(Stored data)
______________________________

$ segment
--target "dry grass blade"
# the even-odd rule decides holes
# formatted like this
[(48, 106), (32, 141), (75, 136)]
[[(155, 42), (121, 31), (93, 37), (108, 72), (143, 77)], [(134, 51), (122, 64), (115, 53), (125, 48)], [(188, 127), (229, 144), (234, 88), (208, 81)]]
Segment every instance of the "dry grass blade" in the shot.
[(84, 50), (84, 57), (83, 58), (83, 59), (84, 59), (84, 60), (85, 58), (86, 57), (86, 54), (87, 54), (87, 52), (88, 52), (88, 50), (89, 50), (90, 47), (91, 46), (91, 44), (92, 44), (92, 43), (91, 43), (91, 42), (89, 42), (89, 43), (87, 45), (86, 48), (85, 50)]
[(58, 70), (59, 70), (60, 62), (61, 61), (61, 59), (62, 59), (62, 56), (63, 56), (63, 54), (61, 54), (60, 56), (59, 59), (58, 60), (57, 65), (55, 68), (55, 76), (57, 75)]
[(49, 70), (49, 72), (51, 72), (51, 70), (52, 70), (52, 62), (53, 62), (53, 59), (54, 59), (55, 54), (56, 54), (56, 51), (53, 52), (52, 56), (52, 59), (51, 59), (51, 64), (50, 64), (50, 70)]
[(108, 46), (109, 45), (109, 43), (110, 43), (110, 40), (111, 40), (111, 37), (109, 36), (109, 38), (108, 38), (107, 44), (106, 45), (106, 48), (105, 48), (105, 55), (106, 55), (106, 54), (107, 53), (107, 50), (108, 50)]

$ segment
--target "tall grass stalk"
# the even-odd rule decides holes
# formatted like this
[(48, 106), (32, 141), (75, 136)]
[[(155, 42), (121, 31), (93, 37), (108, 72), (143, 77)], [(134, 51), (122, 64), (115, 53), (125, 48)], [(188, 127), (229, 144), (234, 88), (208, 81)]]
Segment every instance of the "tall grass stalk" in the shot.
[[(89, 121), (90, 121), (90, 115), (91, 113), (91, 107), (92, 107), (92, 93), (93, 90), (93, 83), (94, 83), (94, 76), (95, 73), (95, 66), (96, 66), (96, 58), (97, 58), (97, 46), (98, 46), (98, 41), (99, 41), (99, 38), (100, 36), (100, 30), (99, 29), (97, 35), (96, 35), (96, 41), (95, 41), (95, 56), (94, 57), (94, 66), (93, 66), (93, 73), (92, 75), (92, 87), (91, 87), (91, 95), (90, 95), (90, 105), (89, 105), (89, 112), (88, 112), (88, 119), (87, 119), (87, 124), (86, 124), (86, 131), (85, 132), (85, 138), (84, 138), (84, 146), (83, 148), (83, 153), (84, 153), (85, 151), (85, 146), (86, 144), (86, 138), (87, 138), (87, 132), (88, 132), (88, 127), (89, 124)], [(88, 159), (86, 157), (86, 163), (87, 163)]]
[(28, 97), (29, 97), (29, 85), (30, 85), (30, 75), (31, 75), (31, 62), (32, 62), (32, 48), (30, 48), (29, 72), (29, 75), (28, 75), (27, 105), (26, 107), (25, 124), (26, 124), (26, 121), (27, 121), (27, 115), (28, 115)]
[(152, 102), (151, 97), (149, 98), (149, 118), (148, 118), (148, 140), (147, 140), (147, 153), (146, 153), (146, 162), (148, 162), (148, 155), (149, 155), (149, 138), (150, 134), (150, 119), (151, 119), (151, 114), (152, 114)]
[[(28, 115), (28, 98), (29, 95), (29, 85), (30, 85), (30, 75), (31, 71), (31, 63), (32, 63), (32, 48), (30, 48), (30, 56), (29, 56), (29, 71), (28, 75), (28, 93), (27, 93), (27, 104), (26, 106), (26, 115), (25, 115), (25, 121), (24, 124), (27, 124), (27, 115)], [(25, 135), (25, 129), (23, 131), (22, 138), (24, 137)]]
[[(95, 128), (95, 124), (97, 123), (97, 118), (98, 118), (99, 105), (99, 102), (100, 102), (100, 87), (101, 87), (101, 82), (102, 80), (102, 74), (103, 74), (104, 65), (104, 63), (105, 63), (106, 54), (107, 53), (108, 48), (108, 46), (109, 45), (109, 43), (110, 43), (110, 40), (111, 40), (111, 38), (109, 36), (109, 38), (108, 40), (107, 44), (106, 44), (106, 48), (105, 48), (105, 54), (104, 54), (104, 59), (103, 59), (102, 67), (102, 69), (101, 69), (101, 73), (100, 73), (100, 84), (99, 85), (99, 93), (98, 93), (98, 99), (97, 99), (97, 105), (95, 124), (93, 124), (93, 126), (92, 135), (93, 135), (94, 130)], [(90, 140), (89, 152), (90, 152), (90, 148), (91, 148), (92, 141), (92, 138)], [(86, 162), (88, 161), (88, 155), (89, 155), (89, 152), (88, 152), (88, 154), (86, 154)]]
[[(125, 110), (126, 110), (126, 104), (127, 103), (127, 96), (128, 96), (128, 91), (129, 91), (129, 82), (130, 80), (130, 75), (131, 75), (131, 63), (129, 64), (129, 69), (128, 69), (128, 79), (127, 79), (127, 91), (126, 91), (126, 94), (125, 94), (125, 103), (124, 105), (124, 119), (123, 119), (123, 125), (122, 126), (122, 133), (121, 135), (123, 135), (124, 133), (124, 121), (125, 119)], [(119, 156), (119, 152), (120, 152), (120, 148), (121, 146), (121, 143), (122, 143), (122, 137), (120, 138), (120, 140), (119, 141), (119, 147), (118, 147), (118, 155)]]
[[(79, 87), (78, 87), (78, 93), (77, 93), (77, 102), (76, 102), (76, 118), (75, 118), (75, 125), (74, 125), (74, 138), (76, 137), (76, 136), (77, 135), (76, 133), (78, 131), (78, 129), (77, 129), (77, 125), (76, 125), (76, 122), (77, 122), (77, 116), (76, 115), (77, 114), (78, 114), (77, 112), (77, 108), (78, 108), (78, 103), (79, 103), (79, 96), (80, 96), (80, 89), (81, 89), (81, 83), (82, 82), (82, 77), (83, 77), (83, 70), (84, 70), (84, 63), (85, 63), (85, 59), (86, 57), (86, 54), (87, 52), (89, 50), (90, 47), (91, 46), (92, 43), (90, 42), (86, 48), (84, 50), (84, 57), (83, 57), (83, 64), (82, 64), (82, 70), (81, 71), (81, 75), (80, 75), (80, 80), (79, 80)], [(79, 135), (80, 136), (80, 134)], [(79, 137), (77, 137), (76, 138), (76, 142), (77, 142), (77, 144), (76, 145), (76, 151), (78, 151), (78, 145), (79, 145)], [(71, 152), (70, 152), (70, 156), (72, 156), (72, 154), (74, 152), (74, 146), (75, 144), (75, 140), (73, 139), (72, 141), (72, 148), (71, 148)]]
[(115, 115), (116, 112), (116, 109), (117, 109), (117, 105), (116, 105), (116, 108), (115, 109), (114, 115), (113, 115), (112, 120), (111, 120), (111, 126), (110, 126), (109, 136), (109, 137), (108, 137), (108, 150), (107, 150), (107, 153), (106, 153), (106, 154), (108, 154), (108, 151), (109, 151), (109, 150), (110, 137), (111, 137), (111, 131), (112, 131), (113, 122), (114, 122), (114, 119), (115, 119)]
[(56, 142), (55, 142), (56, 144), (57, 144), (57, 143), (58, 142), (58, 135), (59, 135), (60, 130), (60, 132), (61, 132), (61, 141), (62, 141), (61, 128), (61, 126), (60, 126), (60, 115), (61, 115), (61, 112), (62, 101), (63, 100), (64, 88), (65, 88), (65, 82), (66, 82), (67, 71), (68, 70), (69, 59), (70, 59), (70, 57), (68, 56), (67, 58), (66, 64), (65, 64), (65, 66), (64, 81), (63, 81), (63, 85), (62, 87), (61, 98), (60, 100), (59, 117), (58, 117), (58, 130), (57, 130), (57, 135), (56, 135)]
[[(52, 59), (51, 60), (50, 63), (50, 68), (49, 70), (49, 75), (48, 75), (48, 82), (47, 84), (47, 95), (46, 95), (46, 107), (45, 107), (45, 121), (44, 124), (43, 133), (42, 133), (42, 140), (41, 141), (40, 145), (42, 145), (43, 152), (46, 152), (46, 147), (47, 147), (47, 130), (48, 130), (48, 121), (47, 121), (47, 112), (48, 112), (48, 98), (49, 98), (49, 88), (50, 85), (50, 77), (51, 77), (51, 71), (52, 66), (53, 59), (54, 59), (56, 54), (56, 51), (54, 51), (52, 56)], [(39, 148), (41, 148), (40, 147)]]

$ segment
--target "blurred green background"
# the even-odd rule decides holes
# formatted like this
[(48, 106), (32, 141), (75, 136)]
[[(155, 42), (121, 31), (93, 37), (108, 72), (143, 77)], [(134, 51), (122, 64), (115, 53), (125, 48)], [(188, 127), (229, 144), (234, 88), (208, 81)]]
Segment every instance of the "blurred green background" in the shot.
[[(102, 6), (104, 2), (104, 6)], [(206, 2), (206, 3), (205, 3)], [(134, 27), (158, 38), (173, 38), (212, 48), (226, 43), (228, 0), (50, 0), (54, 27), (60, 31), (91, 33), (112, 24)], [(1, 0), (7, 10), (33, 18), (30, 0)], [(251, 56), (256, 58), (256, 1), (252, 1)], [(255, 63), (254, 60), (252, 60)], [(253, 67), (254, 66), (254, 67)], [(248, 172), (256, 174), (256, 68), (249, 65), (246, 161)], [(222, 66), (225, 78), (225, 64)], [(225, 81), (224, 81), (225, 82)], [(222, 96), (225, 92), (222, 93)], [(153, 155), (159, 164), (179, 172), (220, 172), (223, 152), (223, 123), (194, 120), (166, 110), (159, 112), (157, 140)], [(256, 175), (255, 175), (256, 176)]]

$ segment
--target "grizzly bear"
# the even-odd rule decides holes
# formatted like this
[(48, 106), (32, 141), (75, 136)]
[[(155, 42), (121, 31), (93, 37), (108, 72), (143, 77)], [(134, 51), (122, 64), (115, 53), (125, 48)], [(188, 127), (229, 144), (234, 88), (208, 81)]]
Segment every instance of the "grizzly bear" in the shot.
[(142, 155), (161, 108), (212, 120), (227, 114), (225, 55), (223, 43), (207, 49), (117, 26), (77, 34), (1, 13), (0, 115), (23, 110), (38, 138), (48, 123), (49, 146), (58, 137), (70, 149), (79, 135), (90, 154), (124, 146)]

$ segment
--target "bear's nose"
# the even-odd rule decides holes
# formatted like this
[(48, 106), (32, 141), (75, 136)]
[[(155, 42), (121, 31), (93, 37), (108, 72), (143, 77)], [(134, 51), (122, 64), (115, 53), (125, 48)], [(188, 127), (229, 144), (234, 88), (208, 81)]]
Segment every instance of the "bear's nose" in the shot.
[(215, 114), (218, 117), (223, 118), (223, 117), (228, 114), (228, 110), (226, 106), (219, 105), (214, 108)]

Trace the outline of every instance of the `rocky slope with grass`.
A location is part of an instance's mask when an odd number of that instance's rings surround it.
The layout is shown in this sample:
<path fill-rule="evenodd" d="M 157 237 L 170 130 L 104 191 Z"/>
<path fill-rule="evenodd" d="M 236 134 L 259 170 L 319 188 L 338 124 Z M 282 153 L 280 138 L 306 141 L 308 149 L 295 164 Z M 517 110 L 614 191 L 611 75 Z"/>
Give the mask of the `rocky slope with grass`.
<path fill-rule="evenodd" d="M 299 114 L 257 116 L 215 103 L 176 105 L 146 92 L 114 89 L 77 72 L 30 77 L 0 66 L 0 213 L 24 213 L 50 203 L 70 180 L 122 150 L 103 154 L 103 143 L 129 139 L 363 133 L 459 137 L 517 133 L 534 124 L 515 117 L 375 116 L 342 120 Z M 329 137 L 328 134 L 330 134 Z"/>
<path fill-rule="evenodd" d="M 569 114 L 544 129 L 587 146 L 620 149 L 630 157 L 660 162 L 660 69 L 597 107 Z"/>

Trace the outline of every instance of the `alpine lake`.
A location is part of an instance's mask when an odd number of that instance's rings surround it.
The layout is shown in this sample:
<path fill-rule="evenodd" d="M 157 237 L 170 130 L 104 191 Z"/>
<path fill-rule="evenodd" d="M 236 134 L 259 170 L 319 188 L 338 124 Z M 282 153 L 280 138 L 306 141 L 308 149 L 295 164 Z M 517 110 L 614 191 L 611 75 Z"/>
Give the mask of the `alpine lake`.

______________________________

AIM =>
Find every line in the data above that contains the string "target", and copy each of those lines in full.

TASK RESPONSE =>
--target "dry grass blade"
--target "tall grass stalk"
--target "blurred green background"
--target "grizzly bear"
--target "bear's nose"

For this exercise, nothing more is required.